[The exercise]
Convert the whole listing below into a two-column CSV with headers instruction and output. Each README text and the answer after it share a row, and every value sits in one quoted field with line breaks replaced by spaces.

>> START

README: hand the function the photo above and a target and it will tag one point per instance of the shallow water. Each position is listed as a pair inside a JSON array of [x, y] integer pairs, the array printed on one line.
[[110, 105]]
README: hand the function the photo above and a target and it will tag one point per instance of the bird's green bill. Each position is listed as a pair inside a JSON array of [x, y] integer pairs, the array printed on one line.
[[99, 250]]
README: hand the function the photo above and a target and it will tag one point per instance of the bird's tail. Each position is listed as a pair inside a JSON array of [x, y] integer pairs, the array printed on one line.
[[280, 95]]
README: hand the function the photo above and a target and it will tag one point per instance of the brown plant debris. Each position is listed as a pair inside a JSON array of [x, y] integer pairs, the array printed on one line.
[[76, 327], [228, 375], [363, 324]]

>> END

[Complete response]
instruction,output
"README: hand the function the photo above and a target and it will tag one point per instance of the shallow water. Each position is listed as a pair inside a JSON array of [x, y] integer pairs, the array printed on one line.","[[110, 105]]"
"README: hand the function the photo above and a target and it will tag one point per instance of the bird's green bill. Each position is listed as a pair inside a JSON array of [x, y] integer pairs, the array printed on one line.","[[99, 250]]"
"README: hand the function the photo above and a target and it will tag one point per instance of the bird's tail. Each position is listed as a pair inside a JSON array of [x, y] integer pairs, the array printed on one line.","[[280, 95]]"
"README: hand the function the photo above and a target and it will tag one point per instance of the brown plant debris. Each position is listed as a pair inside a JSON array of [x, y] integer pairs, the array printed on one line.","[[76, 327], [228, 375], [363, 324]]"